**Task goal**
Each record below should be output verbatim, without pictures.

-------- Listed entries

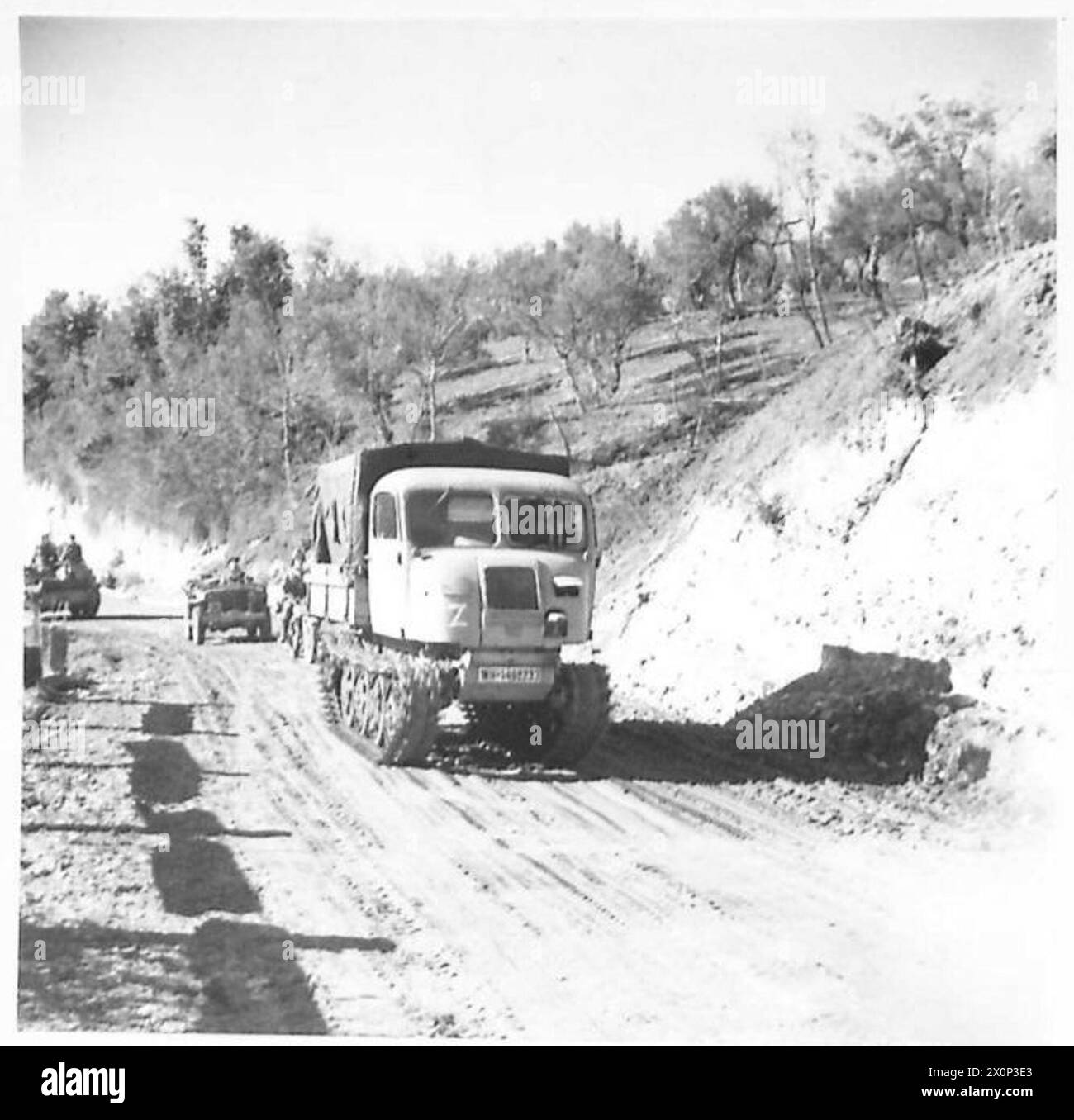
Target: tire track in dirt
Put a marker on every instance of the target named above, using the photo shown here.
(494, 880)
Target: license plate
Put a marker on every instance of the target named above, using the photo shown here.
(509, 674)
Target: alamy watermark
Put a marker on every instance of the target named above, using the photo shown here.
(46, 90)
(761, 733)
(59, 735)
(781, 90)
(149, 411)
(520, 519)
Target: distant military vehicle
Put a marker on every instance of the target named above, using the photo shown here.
(226, 601)
(71, 588)
(454, 572)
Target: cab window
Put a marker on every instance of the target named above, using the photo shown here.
(385, 522)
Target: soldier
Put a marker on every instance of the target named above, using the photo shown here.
(45, 559)
(72, 553)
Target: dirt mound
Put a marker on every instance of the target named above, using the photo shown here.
(901, 497)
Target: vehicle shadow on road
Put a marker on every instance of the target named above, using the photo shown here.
(246, 975)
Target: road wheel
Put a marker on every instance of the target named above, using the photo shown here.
(349, 697)
(409, 705)
(309, 639)
(198, 622)
(575, 717)
(506, 725)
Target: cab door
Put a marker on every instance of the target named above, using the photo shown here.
(387, 567)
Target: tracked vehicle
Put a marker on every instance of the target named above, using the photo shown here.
(226, 604)
(72, 591)
(446, 572)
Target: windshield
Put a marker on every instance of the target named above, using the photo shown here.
(443, 519)
(544, 522)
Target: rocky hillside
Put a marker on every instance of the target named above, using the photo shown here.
(901, 499)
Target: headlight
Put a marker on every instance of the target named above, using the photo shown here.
(556, 624)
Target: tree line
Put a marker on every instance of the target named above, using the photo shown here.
(306, 358)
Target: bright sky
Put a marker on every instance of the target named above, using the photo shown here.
(402, 141)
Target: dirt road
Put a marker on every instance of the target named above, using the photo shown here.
(216, 859)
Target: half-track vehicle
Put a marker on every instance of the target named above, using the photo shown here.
(226, 603)
(72, 589)
(455, 572)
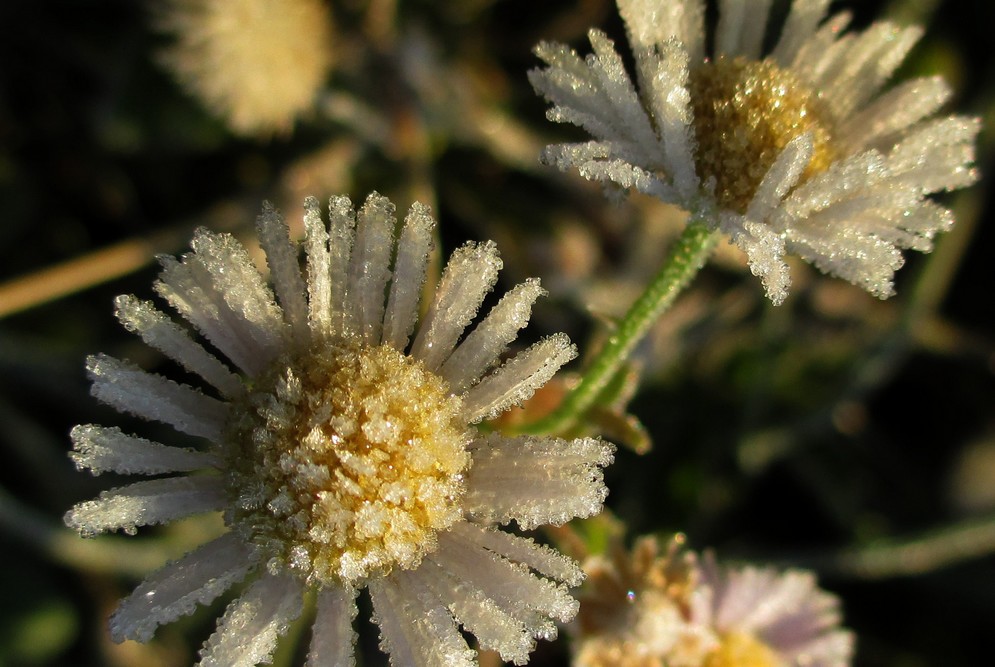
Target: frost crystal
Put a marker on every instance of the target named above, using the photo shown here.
(799, 151)
(640, 609)
(340, 458)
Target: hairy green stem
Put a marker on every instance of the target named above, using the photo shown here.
(687, 256)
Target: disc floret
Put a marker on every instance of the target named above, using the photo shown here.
(346, 462)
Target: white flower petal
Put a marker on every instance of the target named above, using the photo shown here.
(176, 589)
(341, 238)
(470, 274)
(514, 589)
(369, 268)
(319, 286)
(415, 628)
(147, 503)
(535, 480)
(104, 449)
(285, 271)
(161, 333)
(482, 347)
(248, 631)
(130, 389)
(333, 640)
(413, 250)
(235, 277)
(518, 378)
(799, 27)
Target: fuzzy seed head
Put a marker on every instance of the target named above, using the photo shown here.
(745, 113)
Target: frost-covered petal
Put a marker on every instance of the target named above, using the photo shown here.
(494, 628)
(470, 274)
(187, 287)
(536, 480)
(147, 503)
(161, 333)
(741, 27)
(333, 641)
(341, 238)
(894, 111)
(248, 631)
(181, 585)
(413, 249)
(651, 22)
(525, 551)
(801, 23)
(103, 449)
(319, 288)
(369, 268)
(415, 629)
(490, 338)
(285, 271)
(518, 592)
(236, 278)
(130, 389)
(518, 378)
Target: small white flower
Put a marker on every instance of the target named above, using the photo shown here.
(257, 64)
(646, 610)
(341, 455)
(800, 150)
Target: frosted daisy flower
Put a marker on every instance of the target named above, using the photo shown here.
(257, 64)
(646, 610)
(766, 617)
(340, 455)
(799, 150)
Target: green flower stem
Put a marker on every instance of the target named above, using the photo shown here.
(687, 256)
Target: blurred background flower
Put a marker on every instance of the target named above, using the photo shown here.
(836, 433)
(256, 64)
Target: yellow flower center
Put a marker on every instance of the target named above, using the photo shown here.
(745, 113)
(346, 462)
(740, 649)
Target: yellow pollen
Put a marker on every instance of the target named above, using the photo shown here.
(346, 462)
(745, 113)
(739, 649)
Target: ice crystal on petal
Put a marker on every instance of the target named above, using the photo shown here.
(340, 458)
(641, 608)
(743, 141)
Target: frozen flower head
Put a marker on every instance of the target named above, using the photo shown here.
(646, 610)
(257, 64)
(799, 150)
(342, 454)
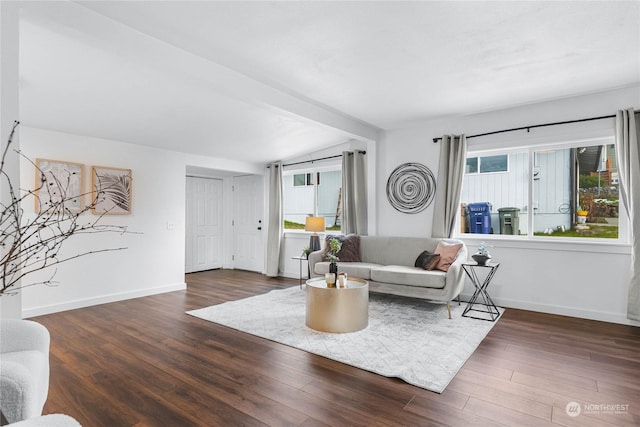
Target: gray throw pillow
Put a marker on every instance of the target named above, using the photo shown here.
(427, 260)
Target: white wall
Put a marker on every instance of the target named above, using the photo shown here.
(154, 260)
(576, 279)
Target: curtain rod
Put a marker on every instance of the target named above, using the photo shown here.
(527, 128)
(322, 158)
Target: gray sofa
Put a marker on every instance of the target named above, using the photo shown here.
(387, 263)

----------------

**Result of the exercise**
Target: tire track in dirt
Put a marker on every instance of the target named above, using the photo shown here.
(494, 880)
Target: license plate
Put a marker on every instance of the target named above, using the photo shown here.
(509, 674)
Target: alamy watermark
Put a marker on every instance of the target named above, using the photo shown here.
(46, 90)
(761, 733)
(59, 735)
(781, 90)
(149, 411)
(520, 519)
Target: distant military vehicle
Put a marker on every instance of the target named above, using the photo shown here.
(226, 601)
(71, 588)
(454, 572)
Target: cab window
Put a marker on every instance of the target named above, using the photo shown here.
(385, 522)
Target: soldier
Put a marker on every instance of the target named above, using the photo shown here.
(45, 559)
(72, 553)
Target: dirt mound
Put a marker on every instance of the target named above, using the photo shown here.
(901, 497)
Target: vehicle shadow on road
Put a marker on every instance of the target named above, using the photo shown here.
(246, 975)
Target: road wheel
Put a marker on every instance of the target named above, using the photo shown here.
(349, 697)
(409, 705)
(309, 639)
(198, 622)
(575, 717)
(506, 725)
Target: cab door
Put a marker on every instance of the target named above, using the photo shown here.
(387, 567)
Target: tracked vehicle
Put a marker on every instance of the target named above, using the photo shown here.
(226, 604)
(72, 591)
(446, 572)
Target: windshield
Put a marker on every instance of the target named above, using the photo shown here.
(443, 519)
(544, 522)
Target: rocky hillside
Put a marker on every instance of the target named above, using the photo shown here.
(901, 499)
Target: headlight
Put a marker on every instance of the target named above, using the photo shown here.
(556, 624)
Target: tree line
Put a marker on every instance of the target named above, using the photo shown here.
(306, 358)
Target: bright sky
Put a marker on every instance of the target named above, using the photo shown here.
(402, 141)
Target: dirt road
Put a marker on every instance of the target named above, using the photo shown here.
(216, 859)
Target: half-track vehicle
Put a marker on every instance of the target named above, using the photo shown here.
(226, 603)
(72, 589)
(455, 572)
Target: frost crystal
Put a marker on every instance of the target named above, using the photo shown here.
(799, 151)
(640, 609)
(340, 458)
Target: hairy green stem
Put a marker on every instance of the target named above, using the photo shown here.
(687, 256)
Target: disc floret
Put a marker on every instance of the target named above, using the photo shown here.
(346, 462)
Target: white flower petal
Put a marker on every instance of the target named above, using the photo shown here.
(176, 589)
(341, 238)
(470, 274)
(514, 589)
(369, 268)
(319, 286)
(415, 628)
(147, 503)
(535, 480)
(104, 449)
(285, 271)
(161, 333)
(482, 347)
(248, 631)
(130, 389)
(333, 640)
(413, 250)
(235, 277)
(518, 378)
(799, 27)
Target: fuzzy seed head
Put a marker on every instance of the target named above, using the photo shown here.
(745, 113)
Target: frost-covered petal
Put a marker on every instance of the target named above, using the photo shown here.
(494, 628)
(470, 274)
(187, 287)
(536, 480)
(147, 503)
(161, 333)
(741, 27)
(333, 641)
(341, 238)
(894, 111)
(248, 631)
(181, 585)
(413, 249)
(651, 22)
(525, 551)
(801, 23)
(103, 449)
(319, 288)
(369, 268)
(415, 629)
(490, 338)
(285, 271)
(518, 592)
(236, 278)
(130, 389)
(518, 378)
Target: small white flower
Put a marker on every instance of the target named above, using the photo shown here.
(257, 64)
(646, 610)
(341, 455)
(800, 150)
Target: frosted daisy flower
Put a marker on every instance of the target named above, using the photo shown here.
(257, 64)
(646, 610)
(766, 617)
(340, 455)
(799, 150)
Target: green flower stem
Put a marker on every instance of the target named above, using the photo shown here.
(687, 256)
Target: blurred background flower
Put a marker on every instance of the target named above, using the photo shown here.
(836, 433)
(256, 64)
Target: yellow flower center
Put a marker on every instance of the target named above, using the photo shown here.
(745, 113)
(346, 462)
(740, 649)
Target: yellow pollen
Put a marker on every instance of the target named above, using the photo shown here.
(346, 462)
(745, 113)
(739, 649)
Target: ice crystal on petal
Put a marker on every instance of the target named above, using the photo shown here.
(340, 458)
(641, 608)
(743, 141)
Target: frozen flower head
Put a marker on every instance of the target named above, using the photo shown here.
(646, 610)
(257, 64)
(799, 150)
(342, 454)
Target: gray throw pillow
Put a marker on every instance of the target named above, using the photo shown here.
(427, 260)
Target: white wall
Put a marker on every instance of the target named above, using the photo shown here.
(154, 260)
(576, 279)
Target: curtain rod
Put a marker on every instance of the target named above, using the photo shown here.
(527, 128)
(322, 158)
Target: gray sofa
Put a marker on every instance of the target named above, using the photo shown here.
(387, 263)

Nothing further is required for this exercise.